Aim: Reproduce the lines from the one containing "Every instance of the white building with green turret gets" through the end of the records, substituting "Cutouts" for "Holes" and leaving all else unchanged.
+---+
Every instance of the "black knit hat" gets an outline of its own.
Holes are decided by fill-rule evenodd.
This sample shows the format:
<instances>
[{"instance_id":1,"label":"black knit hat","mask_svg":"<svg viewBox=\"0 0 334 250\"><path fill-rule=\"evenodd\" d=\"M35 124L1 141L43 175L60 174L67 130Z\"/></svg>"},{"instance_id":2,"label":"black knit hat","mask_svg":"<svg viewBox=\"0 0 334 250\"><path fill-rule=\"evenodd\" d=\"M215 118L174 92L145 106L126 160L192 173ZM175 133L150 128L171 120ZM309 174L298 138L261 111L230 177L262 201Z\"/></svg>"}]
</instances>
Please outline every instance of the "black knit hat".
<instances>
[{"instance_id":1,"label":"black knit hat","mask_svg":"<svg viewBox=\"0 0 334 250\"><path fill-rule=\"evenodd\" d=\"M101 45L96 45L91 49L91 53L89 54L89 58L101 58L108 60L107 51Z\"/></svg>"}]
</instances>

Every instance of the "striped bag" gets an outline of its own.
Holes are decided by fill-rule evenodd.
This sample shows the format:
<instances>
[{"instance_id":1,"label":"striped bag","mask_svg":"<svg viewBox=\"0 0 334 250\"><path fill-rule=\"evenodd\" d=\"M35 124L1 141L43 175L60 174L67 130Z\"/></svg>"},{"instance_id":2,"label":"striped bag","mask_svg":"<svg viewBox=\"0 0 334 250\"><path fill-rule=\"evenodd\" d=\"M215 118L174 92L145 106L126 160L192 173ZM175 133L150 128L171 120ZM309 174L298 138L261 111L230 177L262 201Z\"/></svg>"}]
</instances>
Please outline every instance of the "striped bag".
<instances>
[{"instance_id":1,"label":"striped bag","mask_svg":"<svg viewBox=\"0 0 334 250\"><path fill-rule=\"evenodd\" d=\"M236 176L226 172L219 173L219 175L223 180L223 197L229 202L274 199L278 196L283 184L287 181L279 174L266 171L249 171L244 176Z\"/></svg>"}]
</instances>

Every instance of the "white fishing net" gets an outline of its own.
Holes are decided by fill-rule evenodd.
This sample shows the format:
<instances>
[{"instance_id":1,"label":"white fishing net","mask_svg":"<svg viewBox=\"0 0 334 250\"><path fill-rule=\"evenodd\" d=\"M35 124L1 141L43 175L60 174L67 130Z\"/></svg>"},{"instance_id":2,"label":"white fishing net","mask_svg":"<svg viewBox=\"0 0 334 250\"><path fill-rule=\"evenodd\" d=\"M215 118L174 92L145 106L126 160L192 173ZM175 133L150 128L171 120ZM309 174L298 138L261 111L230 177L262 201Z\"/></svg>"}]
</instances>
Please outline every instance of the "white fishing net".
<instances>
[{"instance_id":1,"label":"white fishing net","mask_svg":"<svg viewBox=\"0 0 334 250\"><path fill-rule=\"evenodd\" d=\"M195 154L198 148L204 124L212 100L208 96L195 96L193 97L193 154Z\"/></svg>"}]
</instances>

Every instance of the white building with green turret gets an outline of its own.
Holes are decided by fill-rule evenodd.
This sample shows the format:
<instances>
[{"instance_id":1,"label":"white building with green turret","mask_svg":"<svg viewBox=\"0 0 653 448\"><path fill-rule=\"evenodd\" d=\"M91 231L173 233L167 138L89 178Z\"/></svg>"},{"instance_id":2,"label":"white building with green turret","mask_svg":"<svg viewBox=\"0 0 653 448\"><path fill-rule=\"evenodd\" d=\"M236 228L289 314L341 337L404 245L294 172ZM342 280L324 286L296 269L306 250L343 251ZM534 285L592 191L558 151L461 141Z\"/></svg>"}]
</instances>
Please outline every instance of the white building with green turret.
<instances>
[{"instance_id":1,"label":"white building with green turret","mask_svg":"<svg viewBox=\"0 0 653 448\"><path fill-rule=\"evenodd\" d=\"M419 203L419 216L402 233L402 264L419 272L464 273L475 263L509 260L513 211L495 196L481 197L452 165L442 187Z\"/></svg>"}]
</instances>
+---+
Response to the exercise:
Every instance of the white building with green turret gets an outline of its own.
Cutouts are decided by fill-rule evenodd.
This sample shows the format:
<instances>
[{"instance_id":1,"label":"white building with green turret","mask_svg":"<svg viewBox=\"0 0 653 448\"><path fill-rule=\"evenodd\" d=\"M91 231L173 233L167 138L89 178Z\"/></svg>"},{"instance_id":2,"label":"white building with green turret","mask_svg":"<svg viewBox=\"0 0 653 448\"><path fill-rule=\"evenodd\" d=\"M236 228L289 314L341 337L404 245L294 172ZM342 280L324 286L296 269L306 250L343 251ZM534 285L592 191L558 151L461 141Z\"/></svg>"}]
</instances>
Please outline every instance of the white building with green turret.
<instances>
[{"instance_id":1,"label":"white building with green turret","mask_svg":"<svg viewBox=\"0 0 653 448\"><path fill-rule=\"evenodd\" d=\"M419 203L419 216L402 233L402 264L419 272L464 273L475 263L509 260L513 211L495 196L481 197L452 165L442 187Z\"/></svg>"}]
</instances>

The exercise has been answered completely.